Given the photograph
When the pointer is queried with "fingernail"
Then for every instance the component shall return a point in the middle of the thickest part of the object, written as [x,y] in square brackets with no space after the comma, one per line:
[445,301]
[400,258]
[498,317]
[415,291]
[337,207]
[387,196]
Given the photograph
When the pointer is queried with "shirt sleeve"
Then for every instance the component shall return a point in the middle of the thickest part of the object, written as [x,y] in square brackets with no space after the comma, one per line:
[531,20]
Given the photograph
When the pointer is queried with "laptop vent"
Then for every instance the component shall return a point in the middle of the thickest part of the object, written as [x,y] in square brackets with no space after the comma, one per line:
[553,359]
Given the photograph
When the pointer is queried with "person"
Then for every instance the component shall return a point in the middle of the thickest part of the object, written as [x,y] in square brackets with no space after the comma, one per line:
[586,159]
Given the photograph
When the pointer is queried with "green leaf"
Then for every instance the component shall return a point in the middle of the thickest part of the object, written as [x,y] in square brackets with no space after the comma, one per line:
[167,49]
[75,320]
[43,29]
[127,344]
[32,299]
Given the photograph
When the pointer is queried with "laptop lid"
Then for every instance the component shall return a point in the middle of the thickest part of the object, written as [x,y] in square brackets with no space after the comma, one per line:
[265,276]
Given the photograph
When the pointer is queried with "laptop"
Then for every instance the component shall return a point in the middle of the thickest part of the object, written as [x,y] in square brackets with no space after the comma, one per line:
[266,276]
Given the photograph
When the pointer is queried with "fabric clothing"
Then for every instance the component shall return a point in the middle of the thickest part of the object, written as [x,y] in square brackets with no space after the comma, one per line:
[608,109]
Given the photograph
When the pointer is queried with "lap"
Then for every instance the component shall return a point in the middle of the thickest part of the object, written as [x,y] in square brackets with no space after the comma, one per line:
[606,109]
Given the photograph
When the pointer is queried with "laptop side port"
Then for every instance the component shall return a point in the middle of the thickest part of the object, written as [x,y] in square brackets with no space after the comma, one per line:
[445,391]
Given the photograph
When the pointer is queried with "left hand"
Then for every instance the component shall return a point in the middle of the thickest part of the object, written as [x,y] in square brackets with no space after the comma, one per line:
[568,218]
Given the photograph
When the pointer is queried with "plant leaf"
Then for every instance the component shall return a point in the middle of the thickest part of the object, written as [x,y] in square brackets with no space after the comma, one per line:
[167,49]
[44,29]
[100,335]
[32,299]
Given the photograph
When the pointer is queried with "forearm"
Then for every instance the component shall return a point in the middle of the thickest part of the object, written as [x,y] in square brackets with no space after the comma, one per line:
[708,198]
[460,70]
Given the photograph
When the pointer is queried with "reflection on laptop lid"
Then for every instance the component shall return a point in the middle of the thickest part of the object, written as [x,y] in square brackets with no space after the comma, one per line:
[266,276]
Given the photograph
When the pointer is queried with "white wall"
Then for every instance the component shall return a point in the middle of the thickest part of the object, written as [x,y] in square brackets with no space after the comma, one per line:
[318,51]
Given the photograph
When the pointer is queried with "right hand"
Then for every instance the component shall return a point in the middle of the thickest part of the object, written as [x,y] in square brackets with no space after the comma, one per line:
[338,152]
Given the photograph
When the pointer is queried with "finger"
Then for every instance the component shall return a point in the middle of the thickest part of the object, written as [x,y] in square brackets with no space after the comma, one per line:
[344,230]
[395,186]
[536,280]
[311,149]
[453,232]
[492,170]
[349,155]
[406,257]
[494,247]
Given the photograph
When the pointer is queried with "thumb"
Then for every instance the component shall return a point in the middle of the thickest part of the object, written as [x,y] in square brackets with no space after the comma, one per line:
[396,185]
..............................
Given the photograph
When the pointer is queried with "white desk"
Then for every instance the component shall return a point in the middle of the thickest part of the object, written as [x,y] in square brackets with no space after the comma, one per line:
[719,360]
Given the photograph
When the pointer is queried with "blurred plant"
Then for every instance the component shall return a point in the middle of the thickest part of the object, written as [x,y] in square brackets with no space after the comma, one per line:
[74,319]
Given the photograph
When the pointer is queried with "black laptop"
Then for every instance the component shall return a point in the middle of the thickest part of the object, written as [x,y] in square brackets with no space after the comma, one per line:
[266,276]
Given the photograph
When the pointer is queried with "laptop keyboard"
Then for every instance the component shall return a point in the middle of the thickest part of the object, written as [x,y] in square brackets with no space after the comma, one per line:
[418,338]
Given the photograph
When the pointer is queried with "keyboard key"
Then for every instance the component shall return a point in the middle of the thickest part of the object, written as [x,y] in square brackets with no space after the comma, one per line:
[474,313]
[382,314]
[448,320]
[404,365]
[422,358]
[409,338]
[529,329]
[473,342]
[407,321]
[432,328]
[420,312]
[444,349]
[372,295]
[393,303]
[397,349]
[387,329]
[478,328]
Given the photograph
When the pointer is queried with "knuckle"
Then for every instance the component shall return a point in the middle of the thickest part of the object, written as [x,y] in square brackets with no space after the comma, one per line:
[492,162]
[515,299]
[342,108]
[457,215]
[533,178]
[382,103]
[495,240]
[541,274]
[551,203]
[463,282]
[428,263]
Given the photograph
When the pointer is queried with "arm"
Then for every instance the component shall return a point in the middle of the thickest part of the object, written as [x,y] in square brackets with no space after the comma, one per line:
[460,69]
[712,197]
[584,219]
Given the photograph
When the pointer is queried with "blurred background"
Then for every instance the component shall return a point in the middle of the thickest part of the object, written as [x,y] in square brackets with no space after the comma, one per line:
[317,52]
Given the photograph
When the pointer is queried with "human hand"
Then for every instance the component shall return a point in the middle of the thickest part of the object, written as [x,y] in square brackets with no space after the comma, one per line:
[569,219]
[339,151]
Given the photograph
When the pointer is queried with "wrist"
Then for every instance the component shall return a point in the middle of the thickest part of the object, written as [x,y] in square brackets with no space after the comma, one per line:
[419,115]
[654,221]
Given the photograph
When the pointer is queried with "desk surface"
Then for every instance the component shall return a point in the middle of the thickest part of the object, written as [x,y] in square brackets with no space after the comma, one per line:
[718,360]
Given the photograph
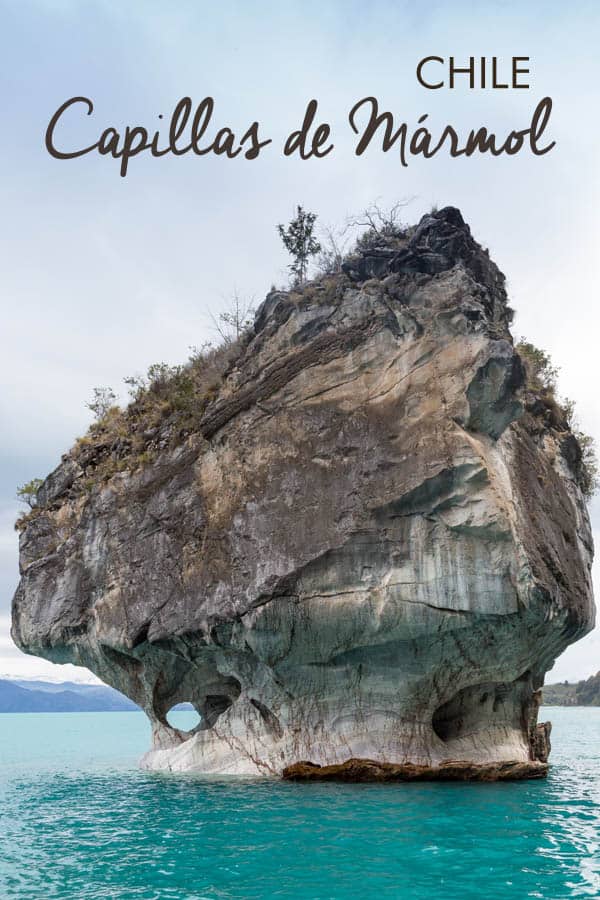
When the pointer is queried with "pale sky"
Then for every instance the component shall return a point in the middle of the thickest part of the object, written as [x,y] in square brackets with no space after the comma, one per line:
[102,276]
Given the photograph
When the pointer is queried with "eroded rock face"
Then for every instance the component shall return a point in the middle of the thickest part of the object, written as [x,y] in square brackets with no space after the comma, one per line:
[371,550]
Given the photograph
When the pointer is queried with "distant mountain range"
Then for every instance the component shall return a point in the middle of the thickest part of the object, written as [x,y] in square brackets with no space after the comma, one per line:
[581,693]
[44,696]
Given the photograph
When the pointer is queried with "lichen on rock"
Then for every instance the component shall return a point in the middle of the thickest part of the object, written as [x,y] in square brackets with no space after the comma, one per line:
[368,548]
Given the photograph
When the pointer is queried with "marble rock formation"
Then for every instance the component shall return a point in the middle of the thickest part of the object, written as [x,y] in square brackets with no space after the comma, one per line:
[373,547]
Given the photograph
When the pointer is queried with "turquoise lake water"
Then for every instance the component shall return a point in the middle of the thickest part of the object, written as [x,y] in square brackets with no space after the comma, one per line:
..............................
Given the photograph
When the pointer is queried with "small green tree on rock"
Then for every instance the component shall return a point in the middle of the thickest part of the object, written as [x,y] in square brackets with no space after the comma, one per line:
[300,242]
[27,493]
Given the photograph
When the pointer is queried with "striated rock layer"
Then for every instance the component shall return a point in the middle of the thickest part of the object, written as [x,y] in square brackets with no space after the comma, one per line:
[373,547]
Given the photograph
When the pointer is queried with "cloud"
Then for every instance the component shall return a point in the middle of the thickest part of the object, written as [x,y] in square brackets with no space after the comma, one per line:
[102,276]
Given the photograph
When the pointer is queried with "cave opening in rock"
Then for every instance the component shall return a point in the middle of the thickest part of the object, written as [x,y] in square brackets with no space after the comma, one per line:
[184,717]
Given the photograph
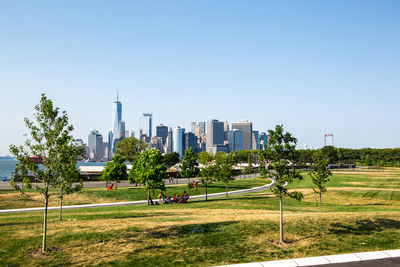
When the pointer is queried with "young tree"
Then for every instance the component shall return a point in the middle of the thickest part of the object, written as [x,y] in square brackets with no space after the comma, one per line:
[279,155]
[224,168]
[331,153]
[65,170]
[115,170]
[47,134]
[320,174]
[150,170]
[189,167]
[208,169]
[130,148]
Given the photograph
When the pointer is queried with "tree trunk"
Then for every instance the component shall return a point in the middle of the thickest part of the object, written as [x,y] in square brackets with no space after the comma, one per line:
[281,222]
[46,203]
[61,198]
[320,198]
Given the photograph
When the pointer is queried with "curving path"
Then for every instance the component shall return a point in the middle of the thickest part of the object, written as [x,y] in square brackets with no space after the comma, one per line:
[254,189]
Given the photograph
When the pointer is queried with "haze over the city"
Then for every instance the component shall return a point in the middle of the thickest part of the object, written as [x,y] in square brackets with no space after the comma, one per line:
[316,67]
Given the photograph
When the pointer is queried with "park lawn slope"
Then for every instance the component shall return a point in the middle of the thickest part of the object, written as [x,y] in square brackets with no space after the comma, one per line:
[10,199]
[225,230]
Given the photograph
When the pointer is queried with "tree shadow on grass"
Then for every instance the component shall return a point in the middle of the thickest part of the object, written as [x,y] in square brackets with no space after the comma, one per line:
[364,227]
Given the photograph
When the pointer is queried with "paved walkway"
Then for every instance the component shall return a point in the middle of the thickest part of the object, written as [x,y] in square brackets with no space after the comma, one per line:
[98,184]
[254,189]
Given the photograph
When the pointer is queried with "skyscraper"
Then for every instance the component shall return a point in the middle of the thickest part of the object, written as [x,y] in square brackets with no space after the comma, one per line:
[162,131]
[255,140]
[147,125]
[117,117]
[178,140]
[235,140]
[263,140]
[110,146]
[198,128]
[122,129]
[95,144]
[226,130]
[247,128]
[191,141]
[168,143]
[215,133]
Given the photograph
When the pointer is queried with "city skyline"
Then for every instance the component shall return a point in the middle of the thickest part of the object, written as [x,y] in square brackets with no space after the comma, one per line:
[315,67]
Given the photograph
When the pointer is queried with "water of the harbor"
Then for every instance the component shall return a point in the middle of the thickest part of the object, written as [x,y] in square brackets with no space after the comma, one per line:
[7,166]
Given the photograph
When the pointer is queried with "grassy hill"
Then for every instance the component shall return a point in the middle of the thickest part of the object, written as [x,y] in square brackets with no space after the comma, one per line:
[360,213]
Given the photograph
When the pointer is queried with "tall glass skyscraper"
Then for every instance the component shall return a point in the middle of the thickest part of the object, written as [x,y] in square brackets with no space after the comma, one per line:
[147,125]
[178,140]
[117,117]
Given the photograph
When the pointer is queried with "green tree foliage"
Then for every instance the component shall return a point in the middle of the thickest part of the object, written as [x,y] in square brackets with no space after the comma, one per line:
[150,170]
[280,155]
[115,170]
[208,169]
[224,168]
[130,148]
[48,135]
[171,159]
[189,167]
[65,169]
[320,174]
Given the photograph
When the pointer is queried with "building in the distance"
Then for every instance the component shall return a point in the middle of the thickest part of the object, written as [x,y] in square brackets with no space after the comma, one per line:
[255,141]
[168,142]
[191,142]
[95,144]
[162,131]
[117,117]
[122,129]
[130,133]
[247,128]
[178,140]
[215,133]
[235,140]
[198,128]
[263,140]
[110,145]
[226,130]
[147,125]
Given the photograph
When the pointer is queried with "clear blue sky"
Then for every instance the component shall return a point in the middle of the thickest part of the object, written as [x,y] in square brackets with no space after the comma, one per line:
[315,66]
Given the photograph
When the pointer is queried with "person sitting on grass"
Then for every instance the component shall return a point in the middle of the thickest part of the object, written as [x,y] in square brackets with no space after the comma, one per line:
..............................
> Exercise details
Where the string "blurred" occurs in a line of the material above, copy the whole line.

> Written response
When the pointer is queried with "blurred plant"
When the pointer is queried with "blurred background"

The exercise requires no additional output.